Task requirements: Copy every line of the material below without changing anything.

Raw records:
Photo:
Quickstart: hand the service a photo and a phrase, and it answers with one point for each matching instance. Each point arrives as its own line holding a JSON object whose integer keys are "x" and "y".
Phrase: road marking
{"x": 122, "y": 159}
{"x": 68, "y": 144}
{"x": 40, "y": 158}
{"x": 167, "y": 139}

Solution:
Photo:
Quickstart: hand the service a photo and a phrase, and it answers with one point for each matching instance. Each point arrives as its own line holding a JSON object whose integer keys are "x" and "y".
Phrase: road marking
{"x": 122, "y": 159}
{"x": 68, "y": 144}
{"x": 40, "y": 158}
{"x": 167, "y": 139}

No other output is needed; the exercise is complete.